>>
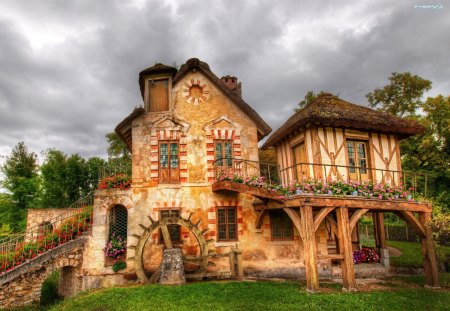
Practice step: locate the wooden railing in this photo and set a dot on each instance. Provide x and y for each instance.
(413, 182)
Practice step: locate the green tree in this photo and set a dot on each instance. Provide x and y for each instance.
(21, 179)
(402, 96)
(54, 174)
(309, 97)
(119, 157)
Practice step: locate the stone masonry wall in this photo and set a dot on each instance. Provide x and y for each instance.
(24, 287)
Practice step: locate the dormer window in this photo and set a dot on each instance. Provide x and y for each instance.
(158, 95)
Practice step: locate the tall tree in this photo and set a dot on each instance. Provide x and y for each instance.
(402, 96)
(54, 175)
(21, 179)
(119, 157)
<<
## DESCRIPTION OF THE TASK:
Everything from the line with "Practice step: locate the tall" down to the final line above is to be retyped exactly. Leave the earlier lines out.

## RESPONSE TO THIS EXERCISE:
Practice step: locate the tall tree in this photo and set a dot on each instance. Provide x and y for each instance.
(402, 96)
(54, 175)
(21, 179)
(119, 157)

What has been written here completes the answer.